Written request A
According to the mailing list message below, what must happen to multiline tabbars every time you switch documents?
Written request B
Write out the part of the mailing list message below that opens with the words containing "[RFC] KDev4 Ui" and closes with "you switch document.", swapping "tabbars" for "tab strips".

##### Extract to read #####

[RFC] KDev4 Ui
Esben Mose Hansen
kde at mosehansen.dk
Thu Nov 15 10:00:28 UTC 2007
On Wednesday November 14 2007 22:56:41 Jens Dagerbo wrote:
> On Wednesday 14 November 2007 22.08.17 Esben Mose Hansen wrote:
> > On Wednesday 14 November 2007 20:03:40 Jens Dagerbo wrote:
> > > Multiline tabbars are widely regarded as Bad UI(tm). The reason is that
> > > the active tabbar needs to be at the bottom to indicated which document
> > > is actually open, which in turns leads to the requirement to _reorder_
> > > the tabbars every time you switch document.
> >
> > Because, just highlighting the active tab is forbidden?
>
> I dunno. I agree that highlighting might be better than reordering, but I
> never saw it done like that.
>
> One reason could be that the typical tabwidget indicates that one tab is
> active by making it look like it "belongs" to the document (through less
> contrast between the active tab and document than the other tabs have).

##### Information given #####

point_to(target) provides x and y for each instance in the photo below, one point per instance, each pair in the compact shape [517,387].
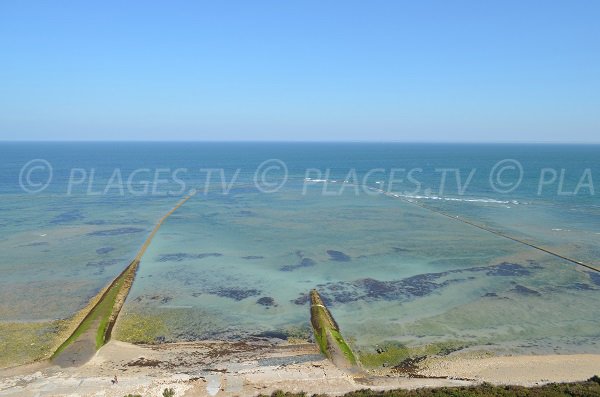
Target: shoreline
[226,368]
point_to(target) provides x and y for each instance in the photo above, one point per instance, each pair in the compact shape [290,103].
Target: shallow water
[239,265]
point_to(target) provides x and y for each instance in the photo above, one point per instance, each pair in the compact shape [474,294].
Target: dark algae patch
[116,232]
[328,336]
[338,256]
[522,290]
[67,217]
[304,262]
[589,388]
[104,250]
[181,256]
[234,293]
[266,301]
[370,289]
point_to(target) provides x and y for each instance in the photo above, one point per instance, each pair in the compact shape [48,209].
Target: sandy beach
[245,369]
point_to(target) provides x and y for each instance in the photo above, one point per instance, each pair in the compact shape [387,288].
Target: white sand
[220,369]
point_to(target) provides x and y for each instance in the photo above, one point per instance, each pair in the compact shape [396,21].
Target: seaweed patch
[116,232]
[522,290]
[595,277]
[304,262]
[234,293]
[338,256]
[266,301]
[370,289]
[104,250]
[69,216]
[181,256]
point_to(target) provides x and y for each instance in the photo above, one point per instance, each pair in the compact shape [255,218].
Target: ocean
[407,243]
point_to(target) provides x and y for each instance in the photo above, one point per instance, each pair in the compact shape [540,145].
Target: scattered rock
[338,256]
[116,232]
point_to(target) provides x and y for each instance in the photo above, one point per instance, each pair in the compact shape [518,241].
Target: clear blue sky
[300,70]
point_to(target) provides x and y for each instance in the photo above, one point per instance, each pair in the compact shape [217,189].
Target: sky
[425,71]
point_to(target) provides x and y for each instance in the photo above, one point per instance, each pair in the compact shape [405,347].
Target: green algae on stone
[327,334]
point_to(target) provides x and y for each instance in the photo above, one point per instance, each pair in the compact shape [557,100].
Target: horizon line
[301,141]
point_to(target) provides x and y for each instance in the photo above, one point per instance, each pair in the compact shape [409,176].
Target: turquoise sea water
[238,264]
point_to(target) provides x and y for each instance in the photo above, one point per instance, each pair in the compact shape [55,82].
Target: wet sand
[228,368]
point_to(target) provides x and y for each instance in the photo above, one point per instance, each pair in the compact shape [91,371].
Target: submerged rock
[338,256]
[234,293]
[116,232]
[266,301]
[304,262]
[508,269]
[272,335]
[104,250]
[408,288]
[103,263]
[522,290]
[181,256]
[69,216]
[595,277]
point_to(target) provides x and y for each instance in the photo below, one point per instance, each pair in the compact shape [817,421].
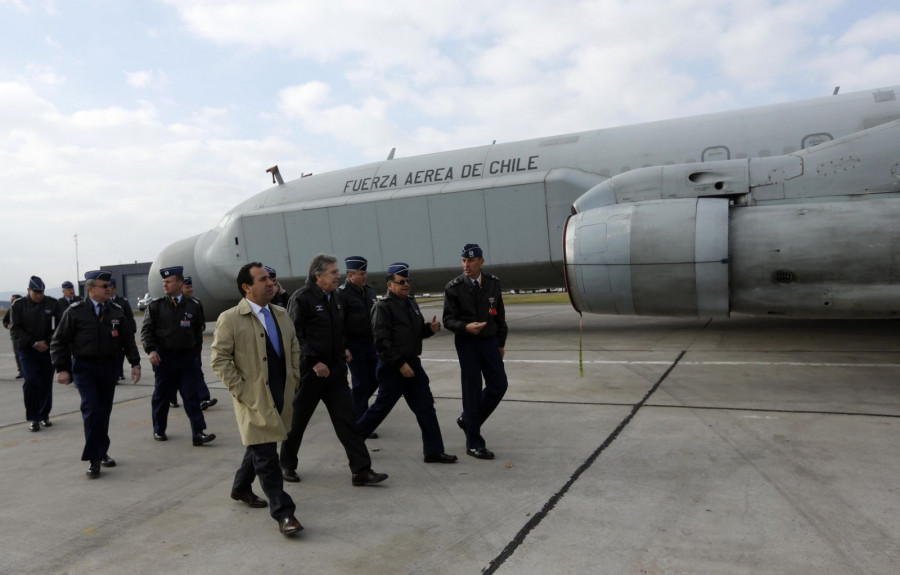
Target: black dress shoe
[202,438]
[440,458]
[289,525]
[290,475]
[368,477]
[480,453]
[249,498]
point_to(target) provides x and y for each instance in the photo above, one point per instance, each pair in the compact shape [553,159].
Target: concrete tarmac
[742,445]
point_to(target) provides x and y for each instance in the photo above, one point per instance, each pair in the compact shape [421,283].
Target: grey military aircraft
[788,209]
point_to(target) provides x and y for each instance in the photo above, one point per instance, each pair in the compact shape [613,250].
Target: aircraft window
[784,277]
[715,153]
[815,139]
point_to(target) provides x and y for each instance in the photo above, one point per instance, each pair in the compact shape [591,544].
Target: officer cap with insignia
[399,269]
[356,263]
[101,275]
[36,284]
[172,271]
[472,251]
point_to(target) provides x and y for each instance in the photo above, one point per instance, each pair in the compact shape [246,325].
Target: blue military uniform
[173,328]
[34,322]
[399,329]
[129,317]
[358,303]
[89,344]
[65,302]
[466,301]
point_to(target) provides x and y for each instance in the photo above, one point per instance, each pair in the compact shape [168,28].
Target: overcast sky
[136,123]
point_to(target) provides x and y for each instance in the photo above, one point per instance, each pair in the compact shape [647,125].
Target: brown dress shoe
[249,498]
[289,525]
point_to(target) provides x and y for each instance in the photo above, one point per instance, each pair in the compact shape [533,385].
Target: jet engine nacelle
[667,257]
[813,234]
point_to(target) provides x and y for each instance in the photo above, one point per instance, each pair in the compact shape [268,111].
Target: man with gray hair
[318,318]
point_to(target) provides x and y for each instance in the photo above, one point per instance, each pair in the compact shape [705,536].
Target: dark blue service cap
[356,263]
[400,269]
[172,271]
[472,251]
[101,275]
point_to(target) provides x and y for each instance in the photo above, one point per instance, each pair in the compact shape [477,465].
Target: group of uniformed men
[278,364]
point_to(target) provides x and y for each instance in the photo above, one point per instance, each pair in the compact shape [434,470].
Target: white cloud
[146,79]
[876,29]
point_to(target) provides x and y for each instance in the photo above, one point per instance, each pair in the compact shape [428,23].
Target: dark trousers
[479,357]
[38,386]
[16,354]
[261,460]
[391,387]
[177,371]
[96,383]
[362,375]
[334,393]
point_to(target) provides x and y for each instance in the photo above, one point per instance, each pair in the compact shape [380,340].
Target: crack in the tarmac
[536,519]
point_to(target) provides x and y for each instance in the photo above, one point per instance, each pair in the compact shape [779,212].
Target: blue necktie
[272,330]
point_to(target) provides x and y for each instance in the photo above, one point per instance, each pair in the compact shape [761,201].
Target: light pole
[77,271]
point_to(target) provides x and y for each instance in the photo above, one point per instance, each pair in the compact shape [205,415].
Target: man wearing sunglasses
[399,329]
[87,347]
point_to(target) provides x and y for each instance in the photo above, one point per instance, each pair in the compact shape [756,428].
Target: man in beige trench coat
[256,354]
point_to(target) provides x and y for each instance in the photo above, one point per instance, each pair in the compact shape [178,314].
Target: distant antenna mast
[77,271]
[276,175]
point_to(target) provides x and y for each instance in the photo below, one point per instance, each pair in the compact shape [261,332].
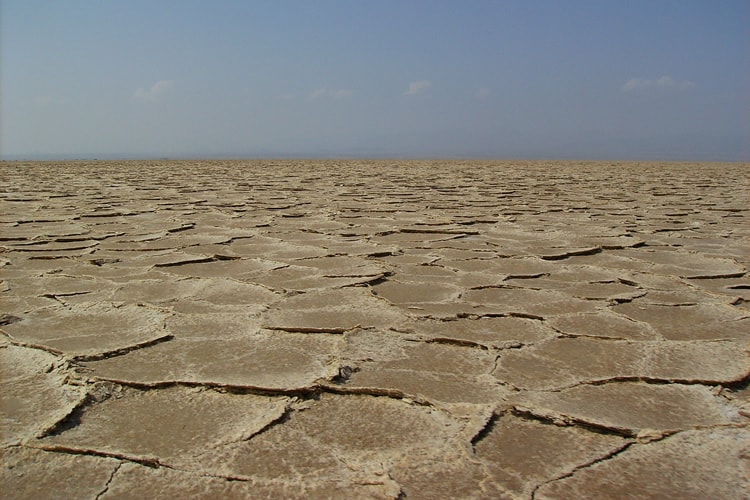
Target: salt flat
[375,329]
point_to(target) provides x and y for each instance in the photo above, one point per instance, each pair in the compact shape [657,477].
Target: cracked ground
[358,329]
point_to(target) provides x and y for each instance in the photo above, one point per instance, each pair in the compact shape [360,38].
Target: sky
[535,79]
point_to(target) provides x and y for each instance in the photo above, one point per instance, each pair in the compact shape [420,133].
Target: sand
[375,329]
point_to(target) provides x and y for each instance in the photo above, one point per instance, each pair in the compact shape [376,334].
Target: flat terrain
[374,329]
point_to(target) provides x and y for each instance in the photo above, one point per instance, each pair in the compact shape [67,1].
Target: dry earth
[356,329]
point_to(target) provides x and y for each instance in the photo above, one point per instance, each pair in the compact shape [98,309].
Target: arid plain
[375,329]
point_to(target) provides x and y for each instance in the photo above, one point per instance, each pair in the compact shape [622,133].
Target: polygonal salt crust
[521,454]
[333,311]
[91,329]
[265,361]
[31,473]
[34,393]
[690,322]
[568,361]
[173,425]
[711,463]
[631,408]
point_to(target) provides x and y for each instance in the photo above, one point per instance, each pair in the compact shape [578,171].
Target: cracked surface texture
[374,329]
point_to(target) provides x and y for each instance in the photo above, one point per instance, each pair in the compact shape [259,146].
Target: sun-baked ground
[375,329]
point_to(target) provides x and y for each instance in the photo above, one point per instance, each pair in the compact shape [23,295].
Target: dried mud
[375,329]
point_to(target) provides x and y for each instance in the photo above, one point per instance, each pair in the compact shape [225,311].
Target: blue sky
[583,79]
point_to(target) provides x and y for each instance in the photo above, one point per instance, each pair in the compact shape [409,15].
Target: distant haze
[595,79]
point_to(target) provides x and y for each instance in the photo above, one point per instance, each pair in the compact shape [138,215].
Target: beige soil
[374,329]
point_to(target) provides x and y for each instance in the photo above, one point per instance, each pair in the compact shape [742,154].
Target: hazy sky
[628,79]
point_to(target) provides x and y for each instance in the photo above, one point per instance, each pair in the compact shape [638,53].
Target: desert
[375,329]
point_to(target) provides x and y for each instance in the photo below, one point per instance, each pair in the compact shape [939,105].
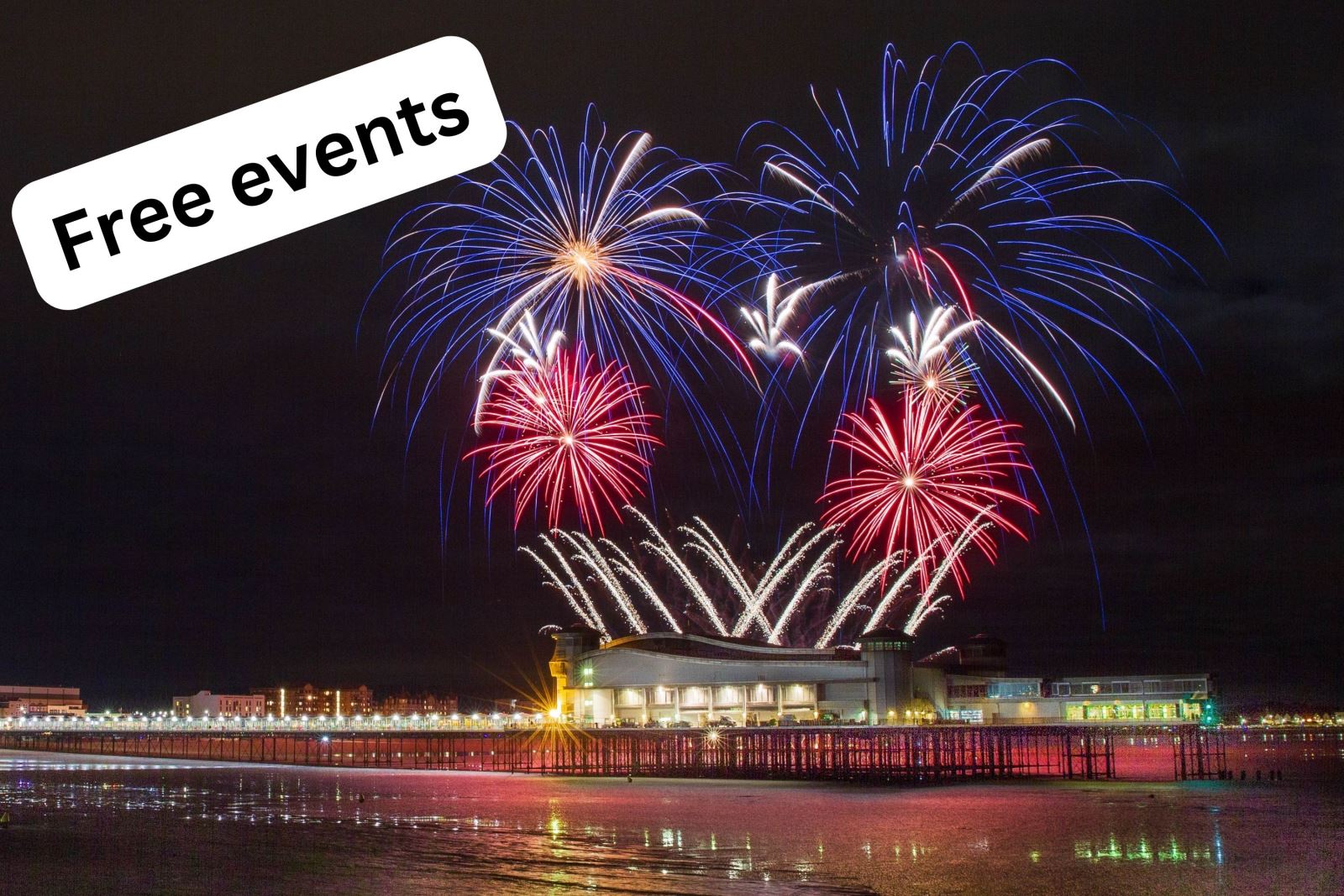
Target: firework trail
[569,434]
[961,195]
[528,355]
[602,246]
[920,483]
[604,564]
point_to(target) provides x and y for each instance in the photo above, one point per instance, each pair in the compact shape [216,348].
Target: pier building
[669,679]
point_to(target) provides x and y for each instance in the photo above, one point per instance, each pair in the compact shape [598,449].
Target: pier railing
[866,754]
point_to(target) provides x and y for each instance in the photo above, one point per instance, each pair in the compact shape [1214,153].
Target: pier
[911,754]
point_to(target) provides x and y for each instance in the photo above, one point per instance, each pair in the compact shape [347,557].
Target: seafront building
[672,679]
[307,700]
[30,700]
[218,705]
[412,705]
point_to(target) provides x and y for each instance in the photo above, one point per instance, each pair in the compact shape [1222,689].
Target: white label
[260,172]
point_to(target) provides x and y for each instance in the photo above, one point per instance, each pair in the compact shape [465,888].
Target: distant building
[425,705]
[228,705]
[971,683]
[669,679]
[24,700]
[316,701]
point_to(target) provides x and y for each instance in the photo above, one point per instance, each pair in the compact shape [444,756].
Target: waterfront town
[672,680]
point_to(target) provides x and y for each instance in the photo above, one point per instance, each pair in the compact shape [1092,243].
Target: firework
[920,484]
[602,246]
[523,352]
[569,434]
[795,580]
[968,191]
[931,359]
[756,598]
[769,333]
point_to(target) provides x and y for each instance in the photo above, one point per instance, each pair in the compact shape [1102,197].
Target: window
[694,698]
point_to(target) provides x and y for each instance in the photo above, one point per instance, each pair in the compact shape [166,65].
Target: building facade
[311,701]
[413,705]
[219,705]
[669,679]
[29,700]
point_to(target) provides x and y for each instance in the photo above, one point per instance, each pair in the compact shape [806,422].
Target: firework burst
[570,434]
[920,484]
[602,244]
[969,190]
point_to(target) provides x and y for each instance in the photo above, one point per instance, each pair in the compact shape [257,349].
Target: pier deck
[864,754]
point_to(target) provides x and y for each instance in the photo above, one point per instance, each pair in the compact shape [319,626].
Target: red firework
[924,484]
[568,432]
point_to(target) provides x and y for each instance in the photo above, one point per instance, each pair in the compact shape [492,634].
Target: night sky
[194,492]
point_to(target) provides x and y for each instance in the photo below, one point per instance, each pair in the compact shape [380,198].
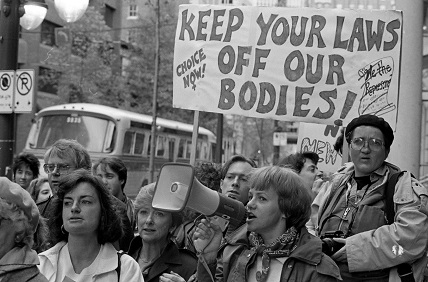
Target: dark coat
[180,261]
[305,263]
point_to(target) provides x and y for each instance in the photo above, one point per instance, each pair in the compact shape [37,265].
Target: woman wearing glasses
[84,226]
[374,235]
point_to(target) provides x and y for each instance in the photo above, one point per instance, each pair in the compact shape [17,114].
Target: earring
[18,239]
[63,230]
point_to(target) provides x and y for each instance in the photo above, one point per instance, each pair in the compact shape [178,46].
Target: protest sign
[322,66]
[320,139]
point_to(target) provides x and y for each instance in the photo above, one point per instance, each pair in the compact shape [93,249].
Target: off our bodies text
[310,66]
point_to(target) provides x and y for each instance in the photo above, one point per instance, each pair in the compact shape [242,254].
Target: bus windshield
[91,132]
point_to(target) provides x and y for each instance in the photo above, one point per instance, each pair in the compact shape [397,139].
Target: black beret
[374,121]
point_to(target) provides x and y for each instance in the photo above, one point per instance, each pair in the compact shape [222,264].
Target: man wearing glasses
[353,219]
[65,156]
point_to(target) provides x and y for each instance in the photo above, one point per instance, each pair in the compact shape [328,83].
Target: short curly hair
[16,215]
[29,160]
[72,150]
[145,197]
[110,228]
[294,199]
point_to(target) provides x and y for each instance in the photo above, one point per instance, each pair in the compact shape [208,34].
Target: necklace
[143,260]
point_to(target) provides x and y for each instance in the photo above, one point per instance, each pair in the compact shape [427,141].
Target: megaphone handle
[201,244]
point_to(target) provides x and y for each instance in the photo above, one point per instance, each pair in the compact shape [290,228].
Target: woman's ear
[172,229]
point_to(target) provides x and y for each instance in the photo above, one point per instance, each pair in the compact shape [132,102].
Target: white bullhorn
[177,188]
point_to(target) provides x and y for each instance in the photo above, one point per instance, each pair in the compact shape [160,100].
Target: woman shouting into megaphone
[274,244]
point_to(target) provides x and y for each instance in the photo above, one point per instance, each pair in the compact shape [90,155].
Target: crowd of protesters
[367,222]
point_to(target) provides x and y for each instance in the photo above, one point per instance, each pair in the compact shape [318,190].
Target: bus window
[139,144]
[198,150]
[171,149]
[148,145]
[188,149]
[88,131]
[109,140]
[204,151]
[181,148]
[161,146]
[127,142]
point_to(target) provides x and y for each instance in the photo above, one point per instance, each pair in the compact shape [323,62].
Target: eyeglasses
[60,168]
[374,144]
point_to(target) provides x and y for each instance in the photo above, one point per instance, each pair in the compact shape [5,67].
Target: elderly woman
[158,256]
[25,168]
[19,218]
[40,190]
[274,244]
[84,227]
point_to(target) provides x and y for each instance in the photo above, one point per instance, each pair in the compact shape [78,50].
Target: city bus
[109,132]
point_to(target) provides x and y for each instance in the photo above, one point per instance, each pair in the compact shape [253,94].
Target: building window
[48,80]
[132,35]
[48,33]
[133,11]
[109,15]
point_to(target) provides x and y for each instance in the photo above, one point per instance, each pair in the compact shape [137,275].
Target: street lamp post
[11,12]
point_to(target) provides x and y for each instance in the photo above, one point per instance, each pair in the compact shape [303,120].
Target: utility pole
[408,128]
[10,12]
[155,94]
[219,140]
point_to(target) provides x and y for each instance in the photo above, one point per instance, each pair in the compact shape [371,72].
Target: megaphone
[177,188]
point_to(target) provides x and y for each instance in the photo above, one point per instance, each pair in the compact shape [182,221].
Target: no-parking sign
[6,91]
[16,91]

#####

Exercise response A
They must be reordered so the active tabbar sits at the bottom.

Exercise response B
[RFC] KDev4 Ui
Esben Mose Hansen
kde at mosehansen.dk
Thu Nov 15 10:00:28 UTC 2007
On Wednesday November 14 2007 22:56:41 Jens Dagerbo wrote:
> On Wednesday 14 November 2007 22.08.17 Esben Mose Hansen wrote:
> > On Wednesday 14 November 2007 20:03:40 Jens Dagerbo wrote:
> > > Multiline tab strips are widely regarded as Bad UI(tm). The reason is that
> > > the active tabbar needs to be at the bottom to indicated which document
> > > is actually open, which in turns leads to the requirement to _reorder_
> > > the tab strips every time you switch document.